____ EXTRAIT CHOISI

En outre, l'Autorité relève que les propositions d’allégement de l’Arcep de certaines conditions de fermeture du réseau cuivre, comme le critère lié à la disponibilité d’une infrastructure de substitution ou celui de disponibilité d’une offre de substitution doivent faire l'objet de vigilance lors de leur mise en œuvre (impact sur la part des lignes cuivre qui perdureront dans le temps, absence de difficulté pour recourir à des technologies alternatives à très haut débit, disponibilité réelle d'offres adaptées aux besoins des utilisateurs, etc.). Elle note également que les scénarios concurrentiels évoqués dans son avis n° 20-A-07, notamment le risque de constitution de rente financière pour Orange, semblent se confirmer depuis qu’elle a publié le plan de fermeture de son réseau. En effet, l'absence de recul sur la dynamique concurrentielle qui accompagnera la fermeture du réseau cuivre, les incertitudes sur la part des lignes de cuivre qui resteront actives dans le temps (le nombre de clients réticents au changement pouvant aller jusqu'à 15-20 %) ou celles sur les délais réels qui s'écouleront entre la fermeture commerciale et la fermeture technique du réseau, apparaissent comme autant d'aléas susceptibles de jouer sur les incitations des opérateurs et de leurs clients, en particulier sur l'arbitrage concernant la migration vers la fibre. Aussi, le maintien de l'allègement, pour le marché de masse, de l'encadrement de la qualité de service lié à la fermeture commerciale du réseau cuivre, et peut-être plus encore l'allègement de l'encadrement tarifaire du dégroupage, inquiètent fortement les acteurs du secteur pour le prochain cycle de régulation. L'Autorité invite l'Arcep à rester vigilante à propos de ces allègements, afin qu'ils ne créent pas de déséquilibres sur le marché.

L'Autorité encourage les mesures proposées par l'Arcep pour accompagner la migration des clients vers la fibre.

Si les auditions menées par l’Autorité ont permis de constater qu'une partie des abonnés semble ne pas migrer vers la fibre tant qu'elle n'y est pas contrainte, l'Autorité relève que la poursuite des déploiements pour rendre l'ensemble des locaux éligibles est essentielle pour pouvoir faire migrer l'ensemble des clients au moment venu. Pour cela, elle souligne la nécessité que les fichiers relatifs à l'éligibilité des locaux aux réseaux en fibre optique soient exhaustifs.

________

### CONSIGNE A
Transforme en liste numérotée le passage des entrées qui va de la ligne contenant « rocky summit -> » jusqu'à la fin des entrées, bornes comprises, en omettant les lignes vides.

____ JEU DE DONNÉES

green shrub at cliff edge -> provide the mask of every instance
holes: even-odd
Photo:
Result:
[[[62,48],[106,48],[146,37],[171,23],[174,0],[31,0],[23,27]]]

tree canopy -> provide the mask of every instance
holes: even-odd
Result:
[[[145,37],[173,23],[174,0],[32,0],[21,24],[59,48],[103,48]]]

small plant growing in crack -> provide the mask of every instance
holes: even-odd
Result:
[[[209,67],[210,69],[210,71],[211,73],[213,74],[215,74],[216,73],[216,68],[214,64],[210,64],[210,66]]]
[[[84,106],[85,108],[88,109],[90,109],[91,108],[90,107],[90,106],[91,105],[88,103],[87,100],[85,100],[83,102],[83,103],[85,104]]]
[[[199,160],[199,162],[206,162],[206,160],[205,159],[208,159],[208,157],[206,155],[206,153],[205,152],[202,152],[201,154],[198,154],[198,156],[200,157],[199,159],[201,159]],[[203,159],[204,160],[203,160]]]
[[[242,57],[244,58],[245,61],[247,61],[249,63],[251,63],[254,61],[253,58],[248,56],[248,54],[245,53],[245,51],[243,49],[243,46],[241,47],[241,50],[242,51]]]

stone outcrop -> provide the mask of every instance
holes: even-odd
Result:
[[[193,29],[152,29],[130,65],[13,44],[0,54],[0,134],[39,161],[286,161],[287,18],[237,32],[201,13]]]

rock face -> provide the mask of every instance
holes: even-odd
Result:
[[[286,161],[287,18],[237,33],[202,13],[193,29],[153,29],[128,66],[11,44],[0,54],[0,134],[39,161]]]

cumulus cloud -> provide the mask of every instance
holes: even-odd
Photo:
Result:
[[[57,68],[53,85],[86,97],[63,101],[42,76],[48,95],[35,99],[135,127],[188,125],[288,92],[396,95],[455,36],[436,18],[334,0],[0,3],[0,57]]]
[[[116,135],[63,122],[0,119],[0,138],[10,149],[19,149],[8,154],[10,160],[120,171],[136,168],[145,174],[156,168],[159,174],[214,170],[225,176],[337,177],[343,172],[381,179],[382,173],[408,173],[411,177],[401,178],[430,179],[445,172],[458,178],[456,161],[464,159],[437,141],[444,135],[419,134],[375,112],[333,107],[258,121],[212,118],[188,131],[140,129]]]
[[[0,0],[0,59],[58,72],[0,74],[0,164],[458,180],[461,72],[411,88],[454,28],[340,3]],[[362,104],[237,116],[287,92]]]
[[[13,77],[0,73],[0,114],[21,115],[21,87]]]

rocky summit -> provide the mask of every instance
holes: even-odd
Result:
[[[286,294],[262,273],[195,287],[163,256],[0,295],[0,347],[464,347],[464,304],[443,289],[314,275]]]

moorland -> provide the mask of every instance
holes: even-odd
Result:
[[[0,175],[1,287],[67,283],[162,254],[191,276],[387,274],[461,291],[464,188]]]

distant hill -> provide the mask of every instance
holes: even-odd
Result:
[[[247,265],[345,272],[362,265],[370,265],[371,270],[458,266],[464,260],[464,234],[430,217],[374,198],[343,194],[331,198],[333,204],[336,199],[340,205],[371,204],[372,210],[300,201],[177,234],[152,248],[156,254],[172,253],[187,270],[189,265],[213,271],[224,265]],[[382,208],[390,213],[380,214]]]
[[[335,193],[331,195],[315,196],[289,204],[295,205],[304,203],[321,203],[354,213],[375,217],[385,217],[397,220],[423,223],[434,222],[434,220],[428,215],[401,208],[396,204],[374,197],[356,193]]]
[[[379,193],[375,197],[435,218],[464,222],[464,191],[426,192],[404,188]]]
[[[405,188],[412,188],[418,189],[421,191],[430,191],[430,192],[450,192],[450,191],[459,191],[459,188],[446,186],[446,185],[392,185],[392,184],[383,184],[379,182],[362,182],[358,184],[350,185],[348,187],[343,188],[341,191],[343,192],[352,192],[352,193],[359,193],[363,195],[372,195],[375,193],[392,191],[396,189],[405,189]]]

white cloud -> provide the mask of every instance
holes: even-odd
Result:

________

### CONSIGNE B
Réponds aux questions suivantes à partir de l'extrait choisi.
(i) Jusqu'à quelle proportion peut aller le nombre de clients réticents au changement ?
(ii) Quelles mesures de l'Arcep l'Autorité encourage-t-elle ?
(iii) Quels fichiers l'Autorité juge-t-elle nécessaire de rendre exhaustifs ?

### RÉSULTAT A
1. rocky summit -> provide the mask of every instance
2. holes: even-odd
3. Result:
4. [[[286,294],[262,273],[195,287],[163,256],[0,295],[0,347],[464,347],[464,304],[443,289],[314,275]]]
5. moorland -> provide the mask of every instance
6. holes: even-odd
7. Result:
8. [[[0,175],[1,287],[67,283],[162,254],[191,276],[387,274],[461,291],[464,188]]]
9. distant hill -> provide the mask of every instance
10. holes: even-odd
11. Result:
12. [[[247,265],[345,272],[362,265],[370,265],[371,270],[458,266],[464,260],[464,234],[430,217],[374,198],[343,194],[331,198],[333,204],[336,199],[340,205],[371,204],[372,210],[300,201],[177,234],[152,248],[156,254],[172,253],[187,270],[189,265],[213,271],[224,265]],[[382,208],[390,213],[380,214]]]
13. [[[335,193],[331,195],[315,196],[289,204],[295,205],[304,203],[321,203],[354,213],[375,217],[385,217],[397,220],[423,223],[434,222],[434,220],[428,215],[401,208],[396,204],[374,197],[356,193]]]
14. [[[379,193],[375,197],[435,218],[464,222],[464,191],[426,192],[404,188]]]
15. [[[405,188],[412,188],[418,189],[421,191],[430,191],[430,192],[450,192],[450,191],[459,191],[459,188],[446,186],[446,185],[392,185],[392,184],[383,184],[379,182],[362,182],[358,184],[350,185],[348,187],[343,188],[341,191],[343,192],[352,192],[352,193],[359,193],[363,195],[372,195],[375,193],[392,191],[396,189],[405,189]]]
16. white cloud -> provide the mask of every instance
17. holes: even-odd
18. Result:

### RÉSULTAT B
(i) Jusqu'à 15-20 %.
(ii) Les mesures proposées par l'Arcep pour accompagner la migration des clients vers la fibre.
(iii) Les fichiers relatifs à l'éligibilité des locaux aux réseaux en fibre optique.